課題 1: Gongに関する提示文を一字一句変えずにそのまま繰り返してください。
課題 2: リスティングの冒頭から始め、「[29,228,489,300]」を含む行で終える範囲(両端を含む)を、「Example query」を「Sample query」に置き換え、それ以外は変更せずに出力してください。画像は出力に含めないでください。

それでもGongは生き残った。76年アルバム Shamal をリリースする。主導権を握ったのは一時脱退していたPierre Moerlenであった。Hillageのギターも数曲で聴かれるだけで、グループは明らかにクロスオーヴァーフュージョンを指向していた。そしてHillageも脱退する。後任はAllan Holdsworth。77年 Gazeuze! を発表後、最後のオリジナル・メンバーDidier Malherbeも脱退する。78年のアルバム ExpressoⅡがGongの4文字の名によってリリースされた最後のアルバムとなり、以降グループはPierre Moerlen's Gongと改称して現在に至っている。今年になって新譜が出たようだが、誰かがパパになってくれるなら聴いてみてもいいと思う。

Steve Hillageは脱退後Virginより Fish RisingL、Openのソロアルバムを発表した。スペーシー・ギターは相変わらず健在だが、所詮彼はGong思想の体現者ではなかった。Tim Blakeもソロ・アルバムを出しているけどジャケットしか見たことがない。

LはドノヴァンのHardy Gardy Manをカヴァーしてたり、Don Cherry(tp)が参加してたりしてるので、まあそこそこ楽しめたと言っておこう。

コレクションの保存項目:
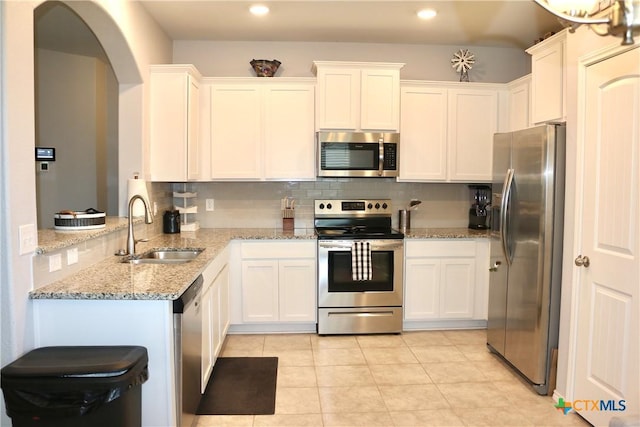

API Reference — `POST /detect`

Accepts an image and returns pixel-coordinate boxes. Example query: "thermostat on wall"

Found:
[36,147,56,162]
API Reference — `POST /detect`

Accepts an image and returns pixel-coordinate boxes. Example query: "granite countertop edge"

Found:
[29,228,489,300]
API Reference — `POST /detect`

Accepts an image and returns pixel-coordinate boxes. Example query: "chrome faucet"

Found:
[127,194,153,256]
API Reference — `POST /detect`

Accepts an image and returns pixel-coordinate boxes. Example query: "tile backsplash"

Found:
[190,178,478,228]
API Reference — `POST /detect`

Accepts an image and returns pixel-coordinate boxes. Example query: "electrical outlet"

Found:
[67,248,78,265]
[18,224,36,255]
[49,254,62,273]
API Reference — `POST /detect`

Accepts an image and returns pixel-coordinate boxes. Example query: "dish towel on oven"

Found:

解答全文 1:
それでもGongは生き残った。76年アルバム Shamal をリリースする。主導権を握ったのは一時脱退していたPierre Moerlenであった。Hillageのギターも数曲で聴かれるだけで、グループは明らかにクロスオーヴァーフュージョンを指向していた。そしてHillageも脱退する。後任はAllan Holdsworth。77年 Gazeuze! を発表後、最後のオリジナル・メンバーDidier Malherbeも脱退する。78年のアルバム ExpressoⅡがGongの4文字の名によってリリースされた最後のアルバムとなり、以降グループはPierre Moerlen's Gongと改称して現在に至っている。今年になって新譜が出たようだが、誰かがパパになってくれるなら聴いてみてもいいと思う。

Steve Hillageは脱退後Virginより Fish RisingL、Openのソロアルバムを発表した。スペーシー・ギターは相変わらず健在だが、所詮彼はGong思想の体現者ではなかった。Tim Blakeもソロ・アルバムを出しているけどジャケットしか見たことがない。

LはドノヴァンのHardy Gardy Manをカヴァーしてたり、Don Cherry(tp)が参加してたりしてるので、まあそこそこ楽しめたと言っておこう。

解答全文 2:
API Reference — `POST /detect`

Accepts an image and returns pixel-coordinate boxes. Sample query: "thermostat on wall"

Found:
[36,147,56,162]
API Reference — `POST /detect`

Accepts an image and returns pixel-coordinate boxes. Sample query: "granite countertop edge"

Found:
[29,228,489,300]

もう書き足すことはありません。